:: Reading text

The Community's initial aim was to bring about economic integration, including a common market and customs union, among its six founding members: Belgium, France, Italy, Luxembourg, the Netherlands and West Germany. It gained a common set of institutions along with the European Coal and Steel Community (ECSC) and the European Atomic Energy Community (EURATOM) as one of the European Communities under the 1965 Merger Treaty (Treaty of Brussels). In 1993, a complete single market was achieved, known as the internal market, which allowed for the free movement of goods, capital, services, and people within the EEC. In 1994, the internal market was formalised by the EEA agreement. This agreement also extended the internal market to include most of the member states of the European Free Trade Association, forming the European Economic Area covering 15 countries.
Upon the entry into force of the Maastricht Treaty in 1993, the EEC was renamed the European Community to reflect that it covered a wider range than economic policy. This was also when the three European Communities, including the EC, were collectively made to constitute the first of the three pillars of the European Union, which the treaty also founded. The EC existed in this form until it was abolished by the 2009 Treaty of Lisbon, which incorporated the EC's institutions into the EU's wider framework and provided that the EU would "replace and succeed the European Community".
The EEC was also known as the Common Market in the English-speaking countries and sometimes referred to as the European Community even before it was officially renamed as such in 1993.
In 1951, the Treaty of Paris was signed, creating the European Coal and Steel Community (ECSC). This was an international community based on supranationalism and international law, designed to help the economy of Europe and prevent future war by integrating its members.
In the aim of creating a federal Europe two further communities were proposed: a European Defence Community and a European Political Community. While the treaty for the latter was being drawn up by the Common Assembly, the ECSC parliamentary chamber, the proposed defense community was rejected by the French Parliament. ECSC President Jean Monnet, a leading figure behind the communities, resigned from the High Authority in protest and began work on alternative communities, based on economic integration rather than political integration. After the Messina Conference in 1955, Paul Henri Spaak was given the task to prepare a report on the idea of a customs union. The so-called Spaak Report of the Spaak Committee formed the cornerstone of the intergovernmental negotiations at Val Duchesse castle in 1956. Together with the Ohlin Report the Spaak Report would provide the basis for the Treaty of Rome.
In 1956, Paul Henri Spaak led the Intergovernmental Conference on the Common Market and Euratom at the Val Duchesse castle, which prepared for the Treaty of Rome in 1957. The conference led to the signature, on 25 March 1957, of the Treaty of Rome establishing a European Economic Community.
Creation and early years
The resulting communities were the European Economic Community (EEC) and the European Atomic Energy Community (EURATOM or sometimes EAEC). These were markedly less supranational than the previous communities, due to protests from some countries that their sovereignty was being infringed (however there would still be concerns with the behaviour of the Hallstein Commission). The first formal meeting of the Hallstein Commission, was held on 16 January 1958 at the Chateau de Val-Duchesse. The EEC (direct ancestor of the modern Community) was to create a customs union while Euratom would promote co-operation in the nuclear power sphere. The EEC rapidly became the most important of these and expanded its activities. One of the first important accomplishments of the EEC was the establishment (1962) of common price levels for agricultural products. In 1968, internal tariffs (tariffs on trade between member nations) were removed on certain products.

::::
:: Recorded information

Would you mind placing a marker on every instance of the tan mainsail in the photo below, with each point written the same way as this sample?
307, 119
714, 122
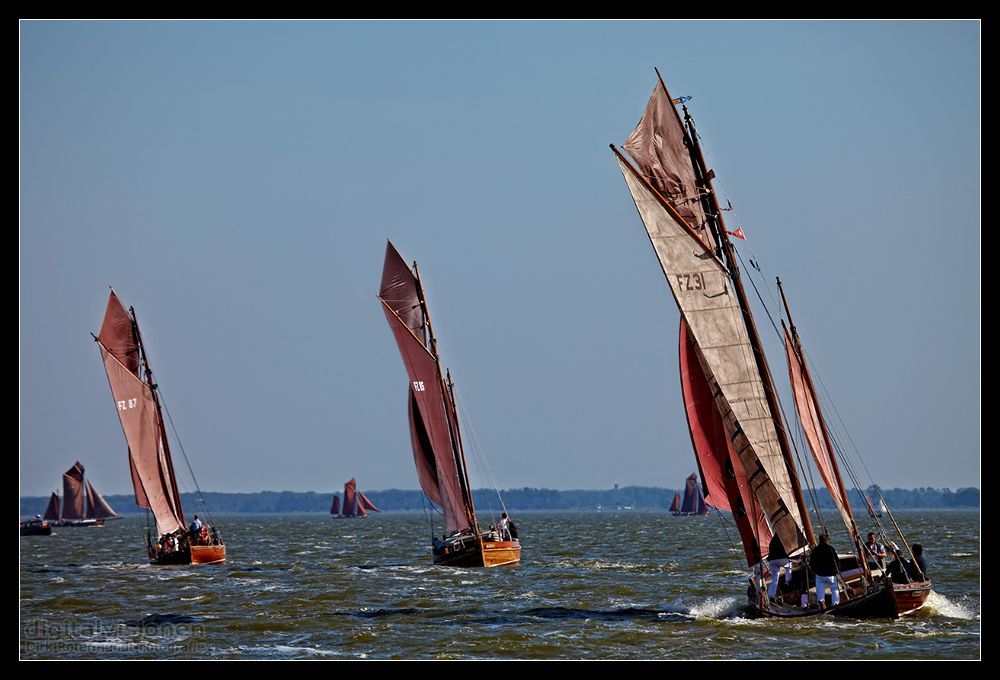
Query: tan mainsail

::::

*Tasks to complete*.
1. Reproduce the part of the passage on the European Economic Community that starts with "The Community's initial" and goes on through "covering 15 countries.".
2. Carry on the passage on the European Economic Community from its last sentence.

*Per-task answers*.
1.
The Community's initial aim was to bring about economic integration, including a common market and customs union, among its six founding members: Belgium, France, Italy, Luxembourg, the Netherlands and West Germany. It gained a common set of institutions along with the European Coal and Steel Community (ECSC) and the European Atomic Energy Community (EURATOM) as one of the European Communities under the 1965 Merger Treaty (Treaty of Brussels). In 1993, a complete single market was achieved, known as the internal market, which allowed for the free movement of goods, capital, services, and people within the EEC. In 1994, the internal market was formalised by the EEA agreement. This agreement also extended the internal market to include most of the member states of the European Free Trade Association, forming the European Economic Area covering 15 countries.

2.
Another crisis was triggered in regard to proposals for the financing of the Common Agricultural Policy, which came into force in 1962. The transitional period whereby decisions were made by unanimity had come to an end, and majority-voting in the Council had taken effect. Then-French President Charles de Gaulle's opposition to supranationalism and fear of the other members challenging the CAP led to an "empty chair policy" whereby French representatives were withdrawn from the European institutions until the French veto was reinstated. Eventually, a compromise was reached with the Luxembourg compromise on 29 January 1966 whereby a gentlemen's agreement permitted members to use a veto on areas of national interest.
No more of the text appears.